▶ **Exercise details**: Repeat every record below exactly as written.

▶ **Information supplied**:
++++
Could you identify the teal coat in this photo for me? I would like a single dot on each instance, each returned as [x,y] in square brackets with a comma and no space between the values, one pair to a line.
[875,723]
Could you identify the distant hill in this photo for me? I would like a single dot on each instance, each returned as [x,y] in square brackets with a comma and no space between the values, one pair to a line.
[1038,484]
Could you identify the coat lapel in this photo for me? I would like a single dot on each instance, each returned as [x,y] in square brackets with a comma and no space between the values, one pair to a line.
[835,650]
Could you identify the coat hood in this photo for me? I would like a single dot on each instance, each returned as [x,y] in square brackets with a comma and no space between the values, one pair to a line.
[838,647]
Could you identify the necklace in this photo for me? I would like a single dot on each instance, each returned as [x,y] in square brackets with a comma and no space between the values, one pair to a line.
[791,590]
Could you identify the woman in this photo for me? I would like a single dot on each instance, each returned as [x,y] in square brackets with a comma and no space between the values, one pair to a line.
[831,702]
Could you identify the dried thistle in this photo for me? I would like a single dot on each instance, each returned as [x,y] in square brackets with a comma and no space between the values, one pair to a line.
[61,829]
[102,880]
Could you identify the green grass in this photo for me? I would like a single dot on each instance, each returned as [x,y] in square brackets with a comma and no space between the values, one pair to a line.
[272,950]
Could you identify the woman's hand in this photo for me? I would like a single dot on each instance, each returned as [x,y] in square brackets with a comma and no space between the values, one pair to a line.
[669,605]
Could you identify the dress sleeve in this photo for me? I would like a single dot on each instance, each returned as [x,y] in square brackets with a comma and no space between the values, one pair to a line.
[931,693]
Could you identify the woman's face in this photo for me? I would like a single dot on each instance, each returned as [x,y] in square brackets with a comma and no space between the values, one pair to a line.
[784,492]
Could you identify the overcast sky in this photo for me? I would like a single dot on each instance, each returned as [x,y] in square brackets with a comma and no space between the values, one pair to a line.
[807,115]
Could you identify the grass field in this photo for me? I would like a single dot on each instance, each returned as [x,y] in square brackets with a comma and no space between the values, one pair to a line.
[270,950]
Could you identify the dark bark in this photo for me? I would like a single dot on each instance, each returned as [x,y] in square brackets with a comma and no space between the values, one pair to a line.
++++
▶ **Result of this exercise**:
Could you identify the teal coat in this photo for me? I would like a single dot on each instance, each returned as [x,y] in square brackets with a comma and no space between the values, one pair to a line.
[875,723]
Could you identify the distant hill in this photo for me? I would like a single dot on each instance, each returned as [x,y] in square brackets with a comma and no space between the values, one pair to a line.
[1038,484]
Could you identify the coat lapel in this photo for me? I would like a single dot on each instance, each returned as [x,y] in square brackets with a comma and no space between the values, one pair to a line.
[835,650]
Could you identify the coat hood in this photo for me? I would like a single dot on each instance, each returned as [x,y] in square brackets with a comma and no space between the values, one pair to a line.
[838,647]
Could you identify the necklace in this photo for me? I would like a single dot on each instance, each returned as [x,y] in square brackets with a comma and no space between the values, one pair to a line.
[791,590]
Could you identify the woman in this photo for me? I would like a single dot on each instance, each returned as [x,y] in square brackets with a comma and no space between the values, one pair to a line.
[831,702]
Could you identify the dried thistle in this photo for me? I would like a single dot on each instance, each returned as [x,y] in square brackets with a comma and no space between the values, one pair to a line.
[61,829]
[102,880]
Could you identify the green grass in this photo for me? I would like a single dot on each instance, each returned as [x,y] in square brackets with a comma and no space between the values, one pair to a line.
[272,950]
Could you identify the woman's hand in this photo for me? I would like a single dot on each instance, each returned as [x,y] in square brackets with a comma and no space between the values, one pair to a line.
[669,605]
Could you identify the dress sleeve in this photo for me? I would like a single dot on each instance, each returned as [x,y] in square brackets with a comma and no space between the values, one pair to a line.
[931,693]
Could you identify the woman's face in this photo for me? I would like a single dot on each instance, each returned as [x,y] in square brackets with a comma and no space between the values, one pair to a line.
[784,492]
Could you identify the overcast sky in this photo for me? I would like a single dot on each instance, each returned as [x,y] in square brackets with a comma and no space between the values, one pair to a line.
[807,115]
Could you identify the grass field in this photo for me? I would like a single dot on each instance, each returned as [x,y] in square brackets with a comma and no space between the values, one pair to a line.
[270,950]
Could you identify the dark bark in this photo for me? I would like a single dot on each instance, each returned as [x,y] in square brackets with a comma and no space between the values, one pair to a line.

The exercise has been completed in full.